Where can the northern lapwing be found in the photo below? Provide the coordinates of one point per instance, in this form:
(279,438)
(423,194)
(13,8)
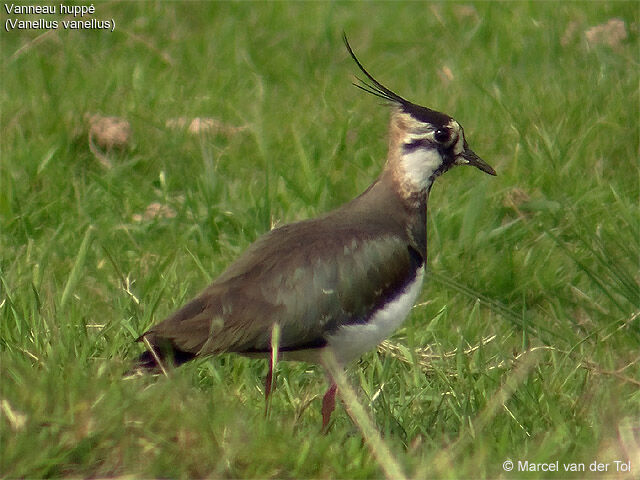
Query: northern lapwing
(339,283)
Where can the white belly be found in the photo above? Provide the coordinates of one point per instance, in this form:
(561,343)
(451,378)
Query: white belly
(351,341)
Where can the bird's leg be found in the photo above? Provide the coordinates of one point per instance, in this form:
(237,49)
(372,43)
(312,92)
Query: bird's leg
(328,405)
(269,383)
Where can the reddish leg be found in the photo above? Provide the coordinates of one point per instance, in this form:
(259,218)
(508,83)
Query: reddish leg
(328,405)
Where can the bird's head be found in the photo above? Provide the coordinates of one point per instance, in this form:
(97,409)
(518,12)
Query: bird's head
(424,143)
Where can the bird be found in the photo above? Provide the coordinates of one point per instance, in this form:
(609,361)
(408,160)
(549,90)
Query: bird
(340,283)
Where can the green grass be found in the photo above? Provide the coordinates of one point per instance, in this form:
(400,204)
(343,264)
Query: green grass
(524,343)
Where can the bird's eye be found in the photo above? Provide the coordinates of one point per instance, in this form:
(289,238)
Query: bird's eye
(442,135)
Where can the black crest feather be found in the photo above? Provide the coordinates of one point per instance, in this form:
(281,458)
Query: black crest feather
(374,87)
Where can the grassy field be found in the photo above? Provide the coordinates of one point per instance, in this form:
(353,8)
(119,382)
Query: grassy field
(524,343)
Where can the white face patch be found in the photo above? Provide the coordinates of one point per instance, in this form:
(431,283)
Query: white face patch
(419,165)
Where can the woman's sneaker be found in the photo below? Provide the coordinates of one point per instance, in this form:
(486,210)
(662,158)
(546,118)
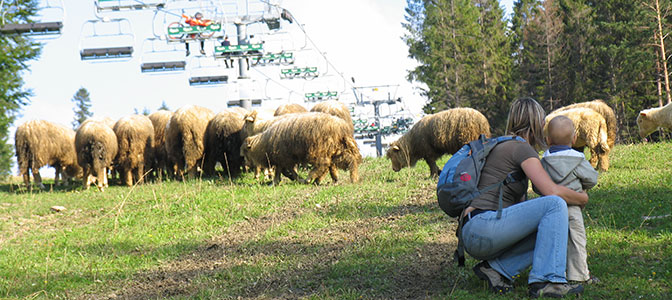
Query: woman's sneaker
(498,283)
(554,290)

^^^^^^^^^^^^^^^^

◆ Task prompt:
From the entries above, collect every line with the string "below" in it.

◆ Solution for this exercise:
Where can the northern lapwing be found in the photo below? Provide the coordinates of one point per instance, in this form:
Where can the woman's sneaker be found in the photo below? Provide the coordinates of one point per instance, in this form:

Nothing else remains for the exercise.